This Open Science practice is a summary of open results in the form of available datasets, software, and models developed by the LangNet research group since 2012. The majority of InfoCoVand LangNet results and publications are freely available to the research community. Recently, the focus has been on the availability and visualization of data and results from the InfoCoV project.
InfoCoV (Multilayer Framework for the Information Spreading Characterization in Social Media during the COVID -19 Crisis) is a scientific project funded by the Croatian Science Foundation and will run until February 2022. The aim of the project is to monitor the online media and social networking landscape in Croatia during the pandemic. The InfoCoV project collects textual data on COVID -19 published in online news media, as well as comments and posts in social networks during pandemics in Croatia since 2020. In short, the project aims to monitor infodemics during pandemics in Croatia using artificial intelligence methods: Natural Language Processing, Social Network Analysis, Machine and Deep Learning. The project has resulted in several categories of datasets and language resources that are (or will be) made available to the research community.

·····

*Required work*:
(1) Rewrite the paragraph of the LangNet page that begins "InfoCoV (Multilayer Framework" as a short bulleted list that keeps its main facts.
(2) Using the LangNet page, decide whether each statement agrees with the text: (a) The InfoCoV project is funded by the Croatian Science Foundation. (b) The LangNet research group has been producing its open results since 2015. (c) Lately the focus has been on making InfoCoV data and results available and visualizing them. For each statement, answer yes or no and quote the deciding words.
(3) Write the next part of the LangNet page on open InfoCoV results, picking up after its final sentence.

Dataset entries:
·····

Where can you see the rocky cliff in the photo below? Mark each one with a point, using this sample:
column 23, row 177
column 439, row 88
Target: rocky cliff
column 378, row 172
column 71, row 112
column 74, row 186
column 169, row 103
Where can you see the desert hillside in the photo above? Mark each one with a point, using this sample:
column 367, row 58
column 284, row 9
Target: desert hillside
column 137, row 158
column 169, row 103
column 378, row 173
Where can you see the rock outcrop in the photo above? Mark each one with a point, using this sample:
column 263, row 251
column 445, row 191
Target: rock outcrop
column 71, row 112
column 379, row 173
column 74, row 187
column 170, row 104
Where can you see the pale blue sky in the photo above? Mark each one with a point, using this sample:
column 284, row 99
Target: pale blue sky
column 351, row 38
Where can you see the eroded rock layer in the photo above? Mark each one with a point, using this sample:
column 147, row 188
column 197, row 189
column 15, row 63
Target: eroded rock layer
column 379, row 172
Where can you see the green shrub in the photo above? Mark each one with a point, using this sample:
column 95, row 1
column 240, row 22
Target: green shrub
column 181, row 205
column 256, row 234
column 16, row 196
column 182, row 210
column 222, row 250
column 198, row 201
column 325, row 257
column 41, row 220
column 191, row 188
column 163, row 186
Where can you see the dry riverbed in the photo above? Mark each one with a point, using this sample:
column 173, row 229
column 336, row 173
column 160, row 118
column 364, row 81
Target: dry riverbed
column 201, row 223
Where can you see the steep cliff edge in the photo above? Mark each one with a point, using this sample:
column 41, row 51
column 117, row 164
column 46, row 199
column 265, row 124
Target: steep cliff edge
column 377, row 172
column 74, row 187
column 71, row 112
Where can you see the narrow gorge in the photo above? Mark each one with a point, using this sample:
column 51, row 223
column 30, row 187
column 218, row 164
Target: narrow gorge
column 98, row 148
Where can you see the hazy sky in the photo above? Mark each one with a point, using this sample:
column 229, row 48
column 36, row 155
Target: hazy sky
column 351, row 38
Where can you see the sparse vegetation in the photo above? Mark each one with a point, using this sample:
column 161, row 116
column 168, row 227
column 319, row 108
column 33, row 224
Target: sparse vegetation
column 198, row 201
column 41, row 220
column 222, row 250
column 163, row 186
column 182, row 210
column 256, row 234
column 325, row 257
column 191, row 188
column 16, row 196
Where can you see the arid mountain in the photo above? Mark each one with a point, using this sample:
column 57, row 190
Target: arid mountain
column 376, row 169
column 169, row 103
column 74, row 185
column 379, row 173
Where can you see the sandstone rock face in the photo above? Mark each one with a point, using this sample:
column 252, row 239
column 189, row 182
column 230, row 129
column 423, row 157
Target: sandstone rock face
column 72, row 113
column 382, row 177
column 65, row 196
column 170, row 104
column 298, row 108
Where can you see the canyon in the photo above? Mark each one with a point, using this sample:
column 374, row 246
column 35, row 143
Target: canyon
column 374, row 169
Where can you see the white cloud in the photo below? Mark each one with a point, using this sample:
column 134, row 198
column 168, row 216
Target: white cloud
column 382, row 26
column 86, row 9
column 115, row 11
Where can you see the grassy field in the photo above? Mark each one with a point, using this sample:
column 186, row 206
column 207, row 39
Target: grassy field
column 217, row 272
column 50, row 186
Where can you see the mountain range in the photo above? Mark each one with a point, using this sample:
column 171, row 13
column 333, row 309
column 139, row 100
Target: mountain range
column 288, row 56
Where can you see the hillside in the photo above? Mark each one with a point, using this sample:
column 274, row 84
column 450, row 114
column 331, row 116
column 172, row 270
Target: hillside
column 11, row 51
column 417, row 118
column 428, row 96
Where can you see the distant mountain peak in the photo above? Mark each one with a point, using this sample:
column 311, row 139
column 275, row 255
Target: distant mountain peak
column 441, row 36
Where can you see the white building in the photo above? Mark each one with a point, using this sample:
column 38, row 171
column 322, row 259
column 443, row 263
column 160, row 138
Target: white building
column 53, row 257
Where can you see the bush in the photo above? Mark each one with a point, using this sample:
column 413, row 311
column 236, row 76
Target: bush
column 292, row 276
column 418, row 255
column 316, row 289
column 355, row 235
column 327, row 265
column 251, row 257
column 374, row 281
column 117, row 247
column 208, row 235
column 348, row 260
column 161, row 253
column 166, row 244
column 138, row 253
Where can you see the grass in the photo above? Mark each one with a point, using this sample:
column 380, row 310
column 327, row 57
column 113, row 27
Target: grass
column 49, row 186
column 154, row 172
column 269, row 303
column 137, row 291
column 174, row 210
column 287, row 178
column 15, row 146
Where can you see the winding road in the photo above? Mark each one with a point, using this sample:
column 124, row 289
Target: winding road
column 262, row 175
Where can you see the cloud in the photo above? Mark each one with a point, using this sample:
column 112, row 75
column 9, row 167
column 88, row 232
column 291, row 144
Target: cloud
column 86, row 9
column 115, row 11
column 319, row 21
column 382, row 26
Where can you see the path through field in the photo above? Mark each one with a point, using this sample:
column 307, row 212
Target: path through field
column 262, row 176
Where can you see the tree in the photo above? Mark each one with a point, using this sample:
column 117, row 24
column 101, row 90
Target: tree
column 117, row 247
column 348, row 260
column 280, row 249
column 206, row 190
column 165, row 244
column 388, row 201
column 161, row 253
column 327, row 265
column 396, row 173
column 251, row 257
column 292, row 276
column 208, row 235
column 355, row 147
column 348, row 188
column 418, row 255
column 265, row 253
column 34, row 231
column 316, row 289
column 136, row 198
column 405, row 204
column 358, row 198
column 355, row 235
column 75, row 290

·····

*Answers for each item*:
(1)
- InfoCoV (Multilayer Framework for the Information Spreading Characterization in Social Media during the COVID-19 Crisis) is funded by the Croatian Science Foundation and runs until February 2022.
- It monitors online media and social networks in Croatia during the pandemic.
- Since 2020 it has collected text about COVID-19 from online news media and from social network comments and posts in Croatia.
- It tracks the infodemic with artificial intelligence methods: Natural Language Processing, Social Network Analysis, and Machine and Deep Learning.
- It has produced several categories of datasets and language resources that are, or will be, available to researchers.

(2)
(a) Yes: "is a scientific project funded by the Croatian Science Foundation"
(b) No: "developed by the LangNet research group since 2012"
(c) Yes: "Recently, the focus has been on the availability and visualization of data and results from the InfoCoV project."

(3)
This represents the broader (LangNet group) and narrower (InfoCoV project) context in which we have implemented our open science initiatives through both resource opening and open access publishing.
What has the initiative achieved so far?
Currently, the LangNet group has several open resources in the form of datasets, software, and trained models. In terms of tools, applicants have developed software for language network construction (LanCoA) and multilingual keyword extraction, as well as applications for retrieving and visualising COVID -19 data. Next, they opened the dataset and algorithm for automatic syllabification of Croatian language used by the company OmoLab for the development of a free mobile application to support dyslexic students. This collaboration led to the awarding of the 1st Technology Transfer Prize by the Foundation of the University of Rijeka in 2019. This collaboration with OmoReader directly contributed to the inclusion of the vulnerable social group in school and society.
How FAIR (Findable, Accessible, Interoperable and Reproducible) is the practice?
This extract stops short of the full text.